## Start Records for the task
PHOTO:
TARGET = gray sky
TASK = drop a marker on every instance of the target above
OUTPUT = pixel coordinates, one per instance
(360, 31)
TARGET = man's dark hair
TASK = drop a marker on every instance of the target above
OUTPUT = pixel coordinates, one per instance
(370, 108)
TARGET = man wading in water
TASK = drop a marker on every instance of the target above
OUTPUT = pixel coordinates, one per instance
## End Records for the task
*Directions for this task*.
Express the lines as a Markdown table with the columns Row and Content, from the line containing "TARGET = man wading in water" up to and including the last line above, and leave out any blank lines.

*Response to the exercise*.
| Row | Content |
|---|---|
| 1 | TARGET = man wading in water |
| 2 | TASK = drop a marker on every instance of the target above |
| 3 | OUTPUT = pixel coordinates, one per instance |